+++ PROVIDED DATA
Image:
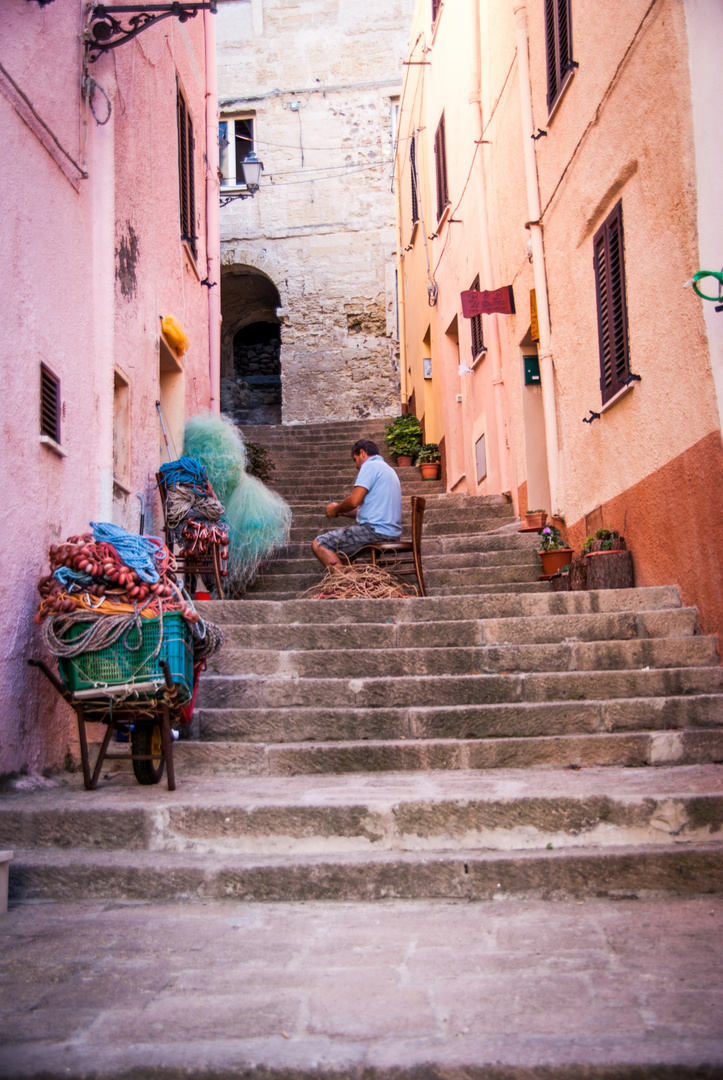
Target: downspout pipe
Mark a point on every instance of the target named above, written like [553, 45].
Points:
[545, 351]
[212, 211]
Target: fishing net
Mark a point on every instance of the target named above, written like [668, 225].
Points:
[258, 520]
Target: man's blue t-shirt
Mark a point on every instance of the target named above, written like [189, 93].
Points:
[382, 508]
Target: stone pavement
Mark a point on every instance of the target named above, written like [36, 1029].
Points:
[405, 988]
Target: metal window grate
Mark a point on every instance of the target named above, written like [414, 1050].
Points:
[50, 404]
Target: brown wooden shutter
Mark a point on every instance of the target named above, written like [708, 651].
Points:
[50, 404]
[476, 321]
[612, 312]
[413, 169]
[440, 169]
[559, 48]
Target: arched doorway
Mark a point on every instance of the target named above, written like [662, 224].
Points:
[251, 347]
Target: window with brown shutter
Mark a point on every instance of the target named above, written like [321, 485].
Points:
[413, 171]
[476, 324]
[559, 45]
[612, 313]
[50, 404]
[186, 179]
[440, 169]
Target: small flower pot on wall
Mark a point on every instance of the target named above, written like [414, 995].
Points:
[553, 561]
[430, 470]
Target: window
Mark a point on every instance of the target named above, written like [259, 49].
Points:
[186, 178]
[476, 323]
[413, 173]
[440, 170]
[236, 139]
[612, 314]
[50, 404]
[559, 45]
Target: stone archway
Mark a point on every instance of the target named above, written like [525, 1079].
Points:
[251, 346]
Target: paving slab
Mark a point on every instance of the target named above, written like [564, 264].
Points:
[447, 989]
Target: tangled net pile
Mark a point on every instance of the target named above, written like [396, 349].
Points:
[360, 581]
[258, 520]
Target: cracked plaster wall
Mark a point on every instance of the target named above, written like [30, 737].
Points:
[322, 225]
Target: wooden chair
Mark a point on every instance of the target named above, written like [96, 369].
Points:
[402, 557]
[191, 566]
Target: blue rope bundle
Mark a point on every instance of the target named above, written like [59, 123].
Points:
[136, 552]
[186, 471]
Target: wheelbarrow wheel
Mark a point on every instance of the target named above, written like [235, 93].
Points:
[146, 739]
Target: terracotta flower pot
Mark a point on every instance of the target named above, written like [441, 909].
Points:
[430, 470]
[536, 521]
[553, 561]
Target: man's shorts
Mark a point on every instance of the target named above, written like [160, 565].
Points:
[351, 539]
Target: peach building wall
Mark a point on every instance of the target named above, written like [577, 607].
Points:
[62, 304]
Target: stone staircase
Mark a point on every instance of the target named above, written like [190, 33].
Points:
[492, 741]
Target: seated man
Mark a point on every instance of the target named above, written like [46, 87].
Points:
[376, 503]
++++++
Since the pictures are not wanted, transcribe the rest of the listing above exactly.

Image:
Target: downspout pipe
Mark a point on every instance of the target named above, written like [553, 45].
Points:
[545, 351]
[212, 211]
Target: fishing net
Mark a point on every instance of the target named above, written like [668, 225].
Points:
[258, 520]
Target: man's blue t-shirt
Mark a point on every instance of the target named above, written like [189, 93].
Points:
[382, 508]
Target: stone pavement
Mark a point on every instance of the target named above, written like [36, 1029].
Points:
[405, 988]
Target: metal window grate
Mark a point on every instance of the target named above, written like [414, 1050].
Points:
[50, 404]
Target: brown wooden shutter
Mark a point on every instance of the target named above, written like [708, 651].
Points:
[50, 404]
[476, 321]
[612, 312]
[413, 169]
[440, 169]
[559, 48]
Target: arched doorway
Mark a point on every instance of the target named above, written like [662, 224].
Points:
[251, 347]
Target: window with brown shutter
Mark a point on every instance of the target named above, written like [321, 485].
Points:
[413, 171]
[476, 324]
[559, 45]
[612, 313]
[50, 404]
[186, 179]
[440, 169]
Target: small flower pot on wall
Mark a point on every instance of the target named above, written like [414, 995].
Points:
[553, 561]
[430, 470]
Target: window
Mark a point on every instance of the target named above, written like [259, 49].
Points:
[186, 178]
[476, 323]
[413, 173]
[440, 170]
[236, 139]
[612, 314]
[50, 404]
[559, 45]
Target: stone archway
Mark a point on every instance of the target named above, written like [525, 1079].
Points:
[251, 346]
Target: paving slab
Mark a point on every instance of the target named above, written like [564, 264].
Points:
[447, 989]
Target: tangled net pile
Mark a point on every instance of the target named above, written like [396, 349].
Points:
[360, 581]
[258, 520]
Target: cracked plaster wall
Mark a point on every instance of the target named above, written like [30, 737].
Points:
[322, 225]
Target: wooden chair
Mark a point on every instance of the target named above, written like [96, 369].
Points:
[402, 557]
[191, 566]
Target: blue rope bundle
Mark a point on every instance of the target named above, written like [59, 123].
Points:
[136, 552]
[186, 471]
Target: wheelbarrow wheel
Mark a point on every instance of the target named above, written like [235, 93].
Points:
[146, 739]
Target: terracotta flower pot
Mark a point on every instance of the target named above, written like [441, 909].
Points:
[430, 470]
[536, 521]
[553, 561]
Target: man's shorts
Mark a point on every instance of the target named above, written like [160, 565].
Points:
[351, 539]
Target: peach building wall
Mark a point on every instance of the target named above, written like [577, 607].
Points:
[62, 304]
Target: stone staircase
Mark a point on every instance of the target named above, written like [190, 33].
Points:
[492, 741]
Target: seated man
Mark a point on every instance of the target named above, written like [46, 87].
Points:
[376, 503]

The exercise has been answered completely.